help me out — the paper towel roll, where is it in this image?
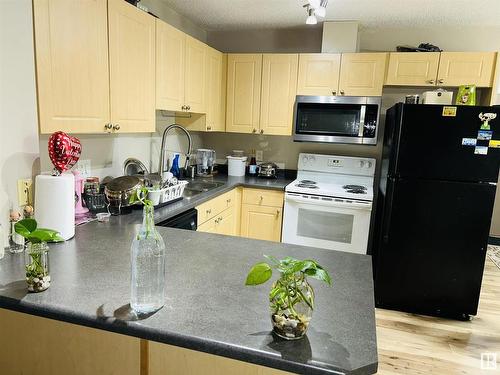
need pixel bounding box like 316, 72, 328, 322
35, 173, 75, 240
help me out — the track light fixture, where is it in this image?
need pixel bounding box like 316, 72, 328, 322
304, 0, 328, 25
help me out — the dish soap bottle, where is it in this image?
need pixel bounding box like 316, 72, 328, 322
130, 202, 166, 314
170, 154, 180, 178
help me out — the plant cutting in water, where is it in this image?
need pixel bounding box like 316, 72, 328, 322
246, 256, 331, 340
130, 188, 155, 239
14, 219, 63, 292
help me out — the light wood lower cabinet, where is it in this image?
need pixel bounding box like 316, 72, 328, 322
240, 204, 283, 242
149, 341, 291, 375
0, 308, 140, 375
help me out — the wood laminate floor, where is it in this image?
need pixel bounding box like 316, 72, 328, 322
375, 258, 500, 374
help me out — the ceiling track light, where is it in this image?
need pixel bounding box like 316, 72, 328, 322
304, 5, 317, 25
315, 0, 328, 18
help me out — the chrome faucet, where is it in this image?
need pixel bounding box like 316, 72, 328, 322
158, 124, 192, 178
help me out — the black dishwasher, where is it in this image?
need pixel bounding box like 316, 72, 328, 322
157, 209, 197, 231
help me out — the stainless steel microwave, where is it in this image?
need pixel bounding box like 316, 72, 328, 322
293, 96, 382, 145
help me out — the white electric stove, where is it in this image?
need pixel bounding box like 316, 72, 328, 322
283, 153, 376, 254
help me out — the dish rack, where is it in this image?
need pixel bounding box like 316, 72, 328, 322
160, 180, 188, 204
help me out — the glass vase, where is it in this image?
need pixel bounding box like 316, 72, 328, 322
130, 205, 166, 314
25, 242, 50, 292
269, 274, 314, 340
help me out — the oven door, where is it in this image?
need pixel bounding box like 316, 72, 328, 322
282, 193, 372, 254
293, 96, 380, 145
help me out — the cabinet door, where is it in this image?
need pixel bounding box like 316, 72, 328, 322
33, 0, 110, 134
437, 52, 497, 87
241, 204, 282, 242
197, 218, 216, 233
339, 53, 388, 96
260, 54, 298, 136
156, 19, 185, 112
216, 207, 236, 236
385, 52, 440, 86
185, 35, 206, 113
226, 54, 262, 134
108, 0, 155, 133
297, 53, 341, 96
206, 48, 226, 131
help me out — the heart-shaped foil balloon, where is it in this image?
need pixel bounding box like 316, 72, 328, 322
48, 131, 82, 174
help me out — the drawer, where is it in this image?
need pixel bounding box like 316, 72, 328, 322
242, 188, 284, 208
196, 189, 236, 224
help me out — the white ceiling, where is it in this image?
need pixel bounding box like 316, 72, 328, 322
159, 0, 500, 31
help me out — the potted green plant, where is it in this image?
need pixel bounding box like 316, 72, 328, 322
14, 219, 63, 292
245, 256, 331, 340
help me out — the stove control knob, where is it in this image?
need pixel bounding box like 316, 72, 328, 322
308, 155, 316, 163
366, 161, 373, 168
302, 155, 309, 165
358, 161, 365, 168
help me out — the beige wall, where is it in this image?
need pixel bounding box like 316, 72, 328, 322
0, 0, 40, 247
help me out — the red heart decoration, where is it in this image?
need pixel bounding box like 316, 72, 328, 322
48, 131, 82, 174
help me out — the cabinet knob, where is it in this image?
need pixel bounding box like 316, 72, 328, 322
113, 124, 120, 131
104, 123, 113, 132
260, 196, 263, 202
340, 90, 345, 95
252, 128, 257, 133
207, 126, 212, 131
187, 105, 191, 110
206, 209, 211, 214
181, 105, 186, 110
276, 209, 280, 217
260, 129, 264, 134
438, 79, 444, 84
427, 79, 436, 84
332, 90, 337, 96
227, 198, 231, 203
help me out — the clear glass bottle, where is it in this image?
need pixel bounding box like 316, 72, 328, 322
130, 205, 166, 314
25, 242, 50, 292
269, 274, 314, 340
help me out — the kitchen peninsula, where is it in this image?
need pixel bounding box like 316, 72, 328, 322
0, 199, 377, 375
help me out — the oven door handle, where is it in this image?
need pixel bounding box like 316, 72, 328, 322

WHAT YOU HAVE TO DO:
When you copy the entries, keep every word exactly as it stands and drop any pictures.

ANSWER AREA:
help me out — the paper towel roll, where is it in this image?
need pixel bounding box like 316, 72, 328, 322
35, 173, 75, 240
help me out — the track light fixture, where is it in this image?
need pixel bounding box like 316, 72, 328, 322
304, 0, 328, 25
help me out — the dish soap bottle, where is it in this image?
need pixel bounding box like 316, 72, 328, 322
130, 202, 166, 314
170, 154, 180, 178
help me out — the plant cutting in water, where is it in this image?
need pixel bounding box like 316, 72, 328, 322
246, 256, 331, 340
130, 188, 155, 239
14, 219, 63, 292
help me out — the light wood lower cabinet, where is it in this image?
need pixel bounding box like 316, 72, 328, 322
240, 204, 283, 242
149, 341, 291, 375
0, 308, 140, 375
help me out — the wood laminate floor, where is it in this image?
need pixel bounding box like 316, 72, 328, 322
375, 258, 500, 374
help me out — the ceiling track light, where is it in this image?
need pixel bounding box like 316, 72, 328, 322
304, 5, 317, 25
315, 0, 328, 18
help me out — the chrome faucet, where is it in this image?
need pixel bounding box like 316, 72, 328, 322
158, 124, 192, 178
help me out — the black dishwasher, where is it in this image?
need pixel bounding box like 316, 72, 328, 322
157, 209, 197, 231
help me out — the stainless steel microwave, where is it in this image?
need pixel bounding box like 316, 72, 328, 322
293, 96, 382, 145
help me out — the white electric stove, where is it in this image?
need pixel bounding box like 316, 72, 328, 322
283, 153, 376, 254
help me out — the dish rack, where is it in this image?
need pixel bounding box like 316, 72, 328, 322
160, 180, 188, 204
help me out — the glass vase, where is it in this image?
need pixel bounding box like 316, 72, 328, 322
130, 205, 166, 314
25, 242, 50, 292
269, 274, 314, 340
help me out — the oven door, where is it in this image?
need pixel bounding box like 316, 72, 328, 322
282, 193, 372, 254
293, 96, 380, 145
help me out — the cabinet door, where is it in this image?
need pixel bounding box like 316, 72, 328, 322
33, 0, 110, 134
437, 52, 497, 87
241, 204, 282, 242
197, 218, 216, 233
339, 53, 388, 96
260, 54, 298, 136
156, 19, 185, 112
216, 207, 236, 236
385, 52, 440, 86
185, 35, 206, 113
226, 54, 262, 134
108, 0, 155, 133
297, 53, 341, 96
206, 48, 226, 131
help me out — the heart-shaped foil balloon, where is it in this image?
need pixel bounding box like 316, 72, 328, 322
48, 131, 82, 174
help me out — the drawer, where is it in this image?
need pixel bounding box like 316, 72, 328, 322
242, 188, 284, 208
196, 189, 236, 224
help me out — the white ceiling, where is it in this image?
need pixel bounding box like 316, 72, 328, 322
159, 0, 500, 31
help me out — the potted green plant, where is it in this image?
need pixel bounding box like 316, 72, 328, 322
14, 219, 63, 292
245, 256, 331, 340
help me out — the stove control knob, where is it in this image?
need pixel bounding box like 316, 72, 328, 322
308, 155, 316, 163
366, 161, 373, 168
302, 155, 309, 165
358, 161, 365, 168
help me out — the beige wall, where is it in this image?
need pixel bounding box like 316, 72, 328, 322
0, 0, 40, 247
help me out — the red heart decoration, where is it in this image?
need pixel bounding box like 316, 72, 328, 322
48, 131, 82, 174
help me out — the cabinet knob, where is it in this image?
need pixel bounding box like 316, 72, 328, 322
113, 124, 120, 131
104, 123, 113, 132
260, 196, 263, 202
340, 90, 345, 95
252, 128, 257, 133
207, 126, 212, 131
187, 105, 191, 110
206, 209, 211, 214
181, 105, 186, 110
276, 209, 280, 217
260, 129, 264, 134
438, 79, 444, 84
427, 79, 436, 84
332, 90, 337, 96
227, 198, 231, 203
help me out — the clear glass bottle, where is it in this image?
need pixel bounding box like 316, 72, 328, 322
130, 205, 166, 314
25, 242, 50, 292
269, 274, 314, 340
help me out — the kitchen peninsula, where is it in this image?
need pixel bounding box like 316, 72, 328, 322
0, 199, 377, 375
help me out — the oven door handle, where is it in this image?
need pixel bounding box like 316, 72, 328, 322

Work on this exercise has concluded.